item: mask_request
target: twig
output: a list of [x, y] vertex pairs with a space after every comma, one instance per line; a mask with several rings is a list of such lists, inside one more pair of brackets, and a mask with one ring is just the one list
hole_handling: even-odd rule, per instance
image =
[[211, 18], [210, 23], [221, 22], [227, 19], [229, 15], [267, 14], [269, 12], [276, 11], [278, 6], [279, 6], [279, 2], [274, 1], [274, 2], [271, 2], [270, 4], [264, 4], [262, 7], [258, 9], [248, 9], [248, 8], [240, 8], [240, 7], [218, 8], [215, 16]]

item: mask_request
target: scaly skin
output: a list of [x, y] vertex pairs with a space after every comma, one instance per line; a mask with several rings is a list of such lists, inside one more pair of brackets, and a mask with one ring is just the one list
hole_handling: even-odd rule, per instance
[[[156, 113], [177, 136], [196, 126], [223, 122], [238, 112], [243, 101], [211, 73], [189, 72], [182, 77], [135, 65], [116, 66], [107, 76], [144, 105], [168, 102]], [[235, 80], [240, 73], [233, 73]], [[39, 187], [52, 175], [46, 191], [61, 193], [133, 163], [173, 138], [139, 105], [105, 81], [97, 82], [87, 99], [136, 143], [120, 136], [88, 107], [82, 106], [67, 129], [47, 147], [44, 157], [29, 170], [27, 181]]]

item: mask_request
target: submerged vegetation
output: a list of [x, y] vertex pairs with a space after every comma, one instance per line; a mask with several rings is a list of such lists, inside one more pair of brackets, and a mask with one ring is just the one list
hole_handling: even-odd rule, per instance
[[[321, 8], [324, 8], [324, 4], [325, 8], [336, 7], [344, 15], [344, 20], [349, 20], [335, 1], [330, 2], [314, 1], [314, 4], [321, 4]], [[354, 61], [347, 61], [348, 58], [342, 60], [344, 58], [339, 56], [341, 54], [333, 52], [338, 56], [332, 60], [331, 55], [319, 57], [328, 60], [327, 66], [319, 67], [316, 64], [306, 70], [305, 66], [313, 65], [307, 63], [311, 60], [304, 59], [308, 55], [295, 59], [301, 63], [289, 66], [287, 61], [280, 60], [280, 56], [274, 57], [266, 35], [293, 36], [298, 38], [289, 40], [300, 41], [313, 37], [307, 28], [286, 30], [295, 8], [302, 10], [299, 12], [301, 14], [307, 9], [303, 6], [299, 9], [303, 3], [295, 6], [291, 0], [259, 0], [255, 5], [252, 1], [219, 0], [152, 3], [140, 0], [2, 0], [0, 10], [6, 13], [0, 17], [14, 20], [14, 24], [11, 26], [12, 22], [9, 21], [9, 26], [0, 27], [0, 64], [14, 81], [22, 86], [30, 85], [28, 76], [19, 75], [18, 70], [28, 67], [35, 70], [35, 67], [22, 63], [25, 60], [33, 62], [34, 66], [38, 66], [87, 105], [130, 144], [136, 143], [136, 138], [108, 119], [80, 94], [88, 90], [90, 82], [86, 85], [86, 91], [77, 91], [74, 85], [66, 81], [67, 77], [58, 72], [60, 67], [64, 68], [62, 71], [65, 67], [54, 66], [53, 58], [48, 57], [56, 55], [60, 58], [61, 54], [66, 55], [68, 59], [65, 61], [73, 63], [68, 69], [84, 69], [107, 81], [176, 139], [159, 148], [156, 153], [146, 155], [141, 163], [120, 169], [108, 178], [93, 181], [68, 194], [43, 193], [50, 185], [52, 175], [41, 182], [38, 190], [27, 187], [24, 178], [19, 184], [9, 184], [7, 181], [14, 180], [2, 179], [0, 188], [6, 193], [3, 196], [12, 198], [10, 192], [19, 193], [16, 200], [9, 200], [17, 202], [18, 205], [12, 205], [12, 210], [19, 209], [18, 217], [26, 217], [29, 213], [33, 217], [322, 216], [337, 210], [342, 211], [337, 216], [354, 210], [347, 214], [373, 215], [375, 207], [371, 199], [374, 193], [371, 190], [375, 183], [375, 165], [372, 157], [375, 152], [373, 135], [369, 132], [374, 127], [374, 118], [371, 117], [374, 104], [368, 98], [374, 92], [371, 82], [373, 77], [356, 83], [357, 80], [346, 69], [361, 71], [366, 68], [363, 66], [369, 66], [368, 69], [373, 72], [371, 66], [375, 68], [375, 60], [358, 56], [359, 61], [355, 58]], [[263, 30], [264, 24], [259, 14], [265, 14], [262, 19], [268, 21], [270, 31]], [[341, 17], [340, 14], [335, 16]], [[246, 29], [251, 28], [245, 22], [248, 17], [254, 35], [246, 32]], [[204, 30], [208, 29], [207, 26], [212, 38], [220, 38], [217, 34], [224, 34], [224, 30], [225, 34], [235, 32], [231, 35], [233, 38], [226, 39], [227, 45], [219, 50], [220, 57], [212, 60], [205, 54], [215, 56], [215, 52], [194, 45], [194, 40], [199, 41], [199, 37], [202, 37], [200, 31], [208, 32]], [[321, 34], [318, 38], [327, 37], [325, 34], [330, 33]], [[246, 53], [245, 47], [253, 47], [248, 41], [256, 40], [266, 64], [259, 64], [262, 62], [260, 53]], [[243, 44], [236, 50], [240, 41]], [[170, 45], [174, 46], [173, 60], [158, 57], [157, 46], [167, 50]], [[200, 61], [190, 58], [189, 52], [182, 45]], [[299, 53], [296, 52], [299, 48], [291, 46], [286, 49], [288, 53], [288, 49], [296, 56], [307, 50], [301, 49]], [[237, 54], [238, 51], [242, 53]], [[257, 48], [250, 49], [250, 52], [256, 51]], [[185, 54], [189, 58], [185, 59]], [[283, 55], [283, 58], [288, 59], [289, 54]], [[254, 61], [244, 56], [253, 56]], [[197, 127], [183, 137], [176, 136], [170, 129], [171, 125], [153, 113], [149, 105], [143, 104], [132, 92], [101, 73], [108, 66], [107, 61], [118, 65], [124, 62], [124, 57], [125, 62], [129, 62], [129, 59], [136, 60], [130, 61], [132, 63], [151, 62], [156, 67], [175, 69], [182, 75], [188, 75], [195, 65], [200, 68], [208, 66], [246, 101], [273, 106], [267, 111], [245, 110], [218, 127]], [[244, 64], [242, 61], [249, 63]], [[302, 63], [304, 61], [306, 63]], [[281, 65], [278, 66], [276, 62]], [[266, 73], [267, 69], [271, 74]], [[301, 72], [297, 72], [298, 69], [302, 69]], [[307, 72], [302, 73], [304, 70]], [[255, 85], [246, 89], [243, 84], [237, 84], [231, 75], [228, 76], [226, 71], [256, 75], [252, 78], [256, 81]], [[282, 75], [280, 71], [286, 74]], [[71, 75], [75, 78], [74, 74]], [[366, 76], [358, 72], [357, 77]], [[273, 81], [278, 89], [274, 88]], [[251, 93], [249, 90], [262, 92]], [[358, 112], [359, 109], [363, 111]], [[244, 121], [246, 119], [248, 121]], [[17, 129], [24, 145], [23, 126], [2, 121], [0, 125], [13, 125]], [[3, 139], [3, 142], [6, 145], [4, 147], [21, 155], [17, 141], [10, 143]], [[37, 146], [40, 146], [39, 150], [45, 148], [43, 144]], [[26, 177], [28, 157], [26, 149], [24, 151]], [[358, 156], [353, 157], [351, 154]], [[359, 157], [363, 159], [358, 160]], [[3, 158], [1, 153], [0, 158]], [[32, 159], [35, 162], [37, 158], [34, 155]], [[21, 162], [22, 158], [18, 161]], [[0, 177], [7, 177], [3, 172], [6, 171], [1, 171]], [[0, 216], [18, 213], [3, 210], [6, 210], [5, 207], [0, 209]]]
______
● Task objective
Each record must be output word for word.

● Output of the task
item: mask_request
target: twig
output: a list of [x, y] vertex pairs with a space after every comma, one instance per line; a mask with several rings is a list of such lists, inside one more pair of brackets, and a mask with one ring is just the one list
hole_handling: even-odd rule, per instance
image =
[[211, 18], [210, 23], [221, 22], [227, 19], [229, 15], [267, 14], [269, 12], [276, 11], [278, 6], [279, 6], [279, 2], [274, 1], [274, 2], [271, 2], [270, 4], [264, 4], [262, 7], [258, 9], [248, 9], [248, 8], [240, 8], [240, 7], [218, 8], [215, 16]]

item: mask_request
target: scaly skin
output: a list of [x, y] vertex pairs with a space after every comma, one instance per line; a mask with several rings is a list of such lists, inside one more pair of brackets, and a mask with one ring is just the one list
hole_handling: even-odd rule, per instance
[[[156, 113], [177, 136], [196, 126], [223, 122], [238, 112], [243, 101], [211, 73], [189, 72], [182, 77], [135, 65], [116, 66], [107, 76], [144, 105], [168, 102]], [[235, 80], [240, 73], [233, 73]], [[39, 187], [52, 175], [46, 191], [61, 193], [133, 163], [173, 138], [139, 105], [105, 81], [97, 82], [87, 99], [136, 143], [120, 136], [88, 107], [82, 106], [67, 129], [47, 147], [44, 157], [29, 170], [27, 181]]]

item: mask_request
target: submerged vegetation
output: a list of [x, y] vertex pairs with a space after every comma, one instance per line; a mask with several rings is a list of such lists, inside one more pair of brackets, and a mask with one ring is just the one list
hole_handling: even-odd rule, per instance
[[[321, 8], [324, 8], [324, 4], [325, 8], [336, 7], [344, 15], [344, 20], [349, 20], [335, 1], [330, 2], [314, 1], [314, 4], [321, 4]], [[354, 61], [347, 61], [348, 58], [342, 60], [344, 58], [339, 56], [341, 54], [333, 52], [338, 56], [332, 60], [331, 55], [319, 57], [328, 60], [327, 66], [319, 67], [316, 64], [306, 70], [305, 66], [313, 65], [307, 63], [311, 60], [304, 59], [308, 55], [295, 59], [301, 63], [289, 66], [287, 61], [280, 60], [280, 56], [274, 57], [266, 35], [293, 36], [298, 38], [289, 40], [300, 41], [313, 37], [307, 28], [286, 30], [295, 8], [302, 10], [299, 12], [301, 14], [307, 9], [303, 6], [299, 9], [303, 3], [295, 6], [291, 0], [259, 0], [255, 5], [252, 1], [219, 0], [152, 3], [140, 0], [2, 0], [0, 10], [6, 13], [0, 17], [14, 20], [14, 24], [11, 26], [12, 22], [9, 21], [9, 26], [0, 27], [0, 64], [14, 81], [22, 86], [30, 85], [28, 76], [19, 75], [18, 70], [28, 67], [35, 70], [35, 67], [22, 63], [25, 60], [33, 62], [34, 66], [38, 66], [87, 105], [130, 144], [136, 143], [136, 138], [108, 119], [80, 94], [88, 90], [90, 82], [86, 85], [86, 91], [77, 91], [74, 85], [66, 81], [67, 77], [58, 72], [60, 67], [64, 68], [62, 71], [65, 67], [54, 66], [53, 58], [48, 57], [56, 55], [60, 58], [61, 54], [66, 55], [68, 59], [65, 61], [73, 63], [68, 69], [84, 69], [107, 81], [176, 139], [159, 148], [156, 153], [146, 155], [141, 163], [120, 169], [108, 178], [93, 181], [68, 194], [43, 193], [50, 185], [52, 175], [41, 182], [38, 190], [27, 187], [24, 178], [19, 184], [9, 184], [7, 181], [14, 180], [2, 179], [0, 188], [6, 193], [3, 196], [12, 198], [10, 192], [19, 193], [16, 200], [9, 200], [17, 202], [18, 205], [12, 205], [12, 210], [19, 209], [18, 217], [26, 217], [29, 213], [33, 217], [322, 216], [337, 210], [342, 211], [337, 216], [354, 210], [347, 214], [373, 215], [375, 207], [371, 199], [374, 193], [371, 190], [375, 183], [375, 165], [372, 157], [375, 152], [373, 135], [369, 132], [374, 127], [374, 118], [371, 117], [374, 104], [368, 98], [374, 92], [371, 82], [373, 77], [356, 83], [357, 80], [346, 69], [361, 71], [366, 68], [363, 66], [369, 66], [368, 69], [373, 72], [371, 66], [375, 68], [375, 60], [358, 56], [359, 61], [355, 58]], [[263, 30], [264, 24], [259, 14], [265, 14], [262, 19], [268, 21], [270, 31]], [[341, 17], [340, 14], [335, 16]], [[246, 29], [251, 28], [245, 22], [248, 17], [254, 35], [246, 32]], [[204, 30], [208, 29], [207, 26], [212, 38], [220, 38], [217, 34], [224, 34], [224, 30], [225, 34], [235, 32], [231, 35], [233, 38], [226, 39], [227, 45], [219, 50], [220, 57], [212, 60], [205, 54], [215, 56], [215, 52], [194, 45], [194, 40], [199, 41], [199, 37], [202, 37], [200, 31], [208, 32]], [[321, 34], [318, 38], [327, 37], [325, 34], [330, 33]], [[246, 53], [245, 47], [253, 47], [248, 41], [256, 40], [266, 64], [259, 64], [262, 62], [260, 53]], [[243, 44], [236, 50], [240, 41]], [[170, 45], [174, 46], [173, 60], [158, 57], [157, 46], [167, 50]], [[200, 61], [190, 58], [189, 52], [182, 45]], [[299, 53], [296, 52], [299, 48], [291, 46], [286, 49], [288, 53], [288, 49], [296, 56], [307, 50], [301, 49]], [[237, 54], [238, 51], [242, 53]], [[257, 48], [250, 49], [250, 52], [256, 51]], [[185, 54], [189, 58], [185, 59]], [[283, 55], [283, 58], [288, 59], [289, 54]], [[254, 61], [244, 56], [253, 56]], [[197, 127], [183, 137], [176, 136], [170, 129], [171, 125], [153, 113], [149, 105], [143, 104], [132, 92], [101, 73], [108, 66], [107, 61], [118, 65], [124, 62], [124, 57], [125, 62], [129, 62], [129, 59], [136, 60], [130, 61], [132, 63], [151, 62], [156, 67], [175, 69], [182, 75], [188, 75], [195, 65], [200, 68], [208, 66], [246, 101], [273, 106], [267, 111], [245, 110], [218, 127]], [[244, 64], [242, 61], [249, 63]], [[302, 63], [304, 61], [306, 63]], [[281, 65], [278, 66], [276, 62]], [[266, 73], [267, 69], [271, 74]], [[301, 72], [297, 72], [298, 69], [302, 69]], [[307, 72], [302, 73], [304, 70]], [[255, 85], [246, 89], [243, 84], [237, 84], [231, 75], [228, 76], [226, 71], [256, 75], [252, 78], [256, 81]], [[282, 75], [280, 71], [286, 74]], [[71, 75], [75, 78], [74, 74]], [[366, 76], [358, 72], [357, 77]], [[273, 81], [278, 89], [274, 88]], [[251, 93], [249, 90], [262, 92]], [[358, 112], [359, 109], [363, 111]], [[244, 121], [246, 119], [248, 121]], [[17, 129], [24, 145], [23, 126], [2, 121], [0, 125], [13, 125]], [[3, 139], [3, 142], [6, 145], [4, 147], [21, 155], [17, 141], [10, 143]], [[37, 146], [40, 146], [39, 150], [45, 148], [43, 144]], [[26, 177], [28, 157], [26, 149], [24, 151]], [[358, 156], [353, 157], [351, 154]], [[359, 157], [363, 159], [358, 160]], [[3, 158], [1, 153], [0, 158]], [[32, 159], [35, 162], [37, 158], [34, 155]], [[21, 162], [22, 158], [18, 161]], [[0, 177], [7, 177], [3, 172], [6, 171], [1, 171]], [[0, 216], [18, 213], [3, 210], [6, 210], [5, 207], [0, 209]]]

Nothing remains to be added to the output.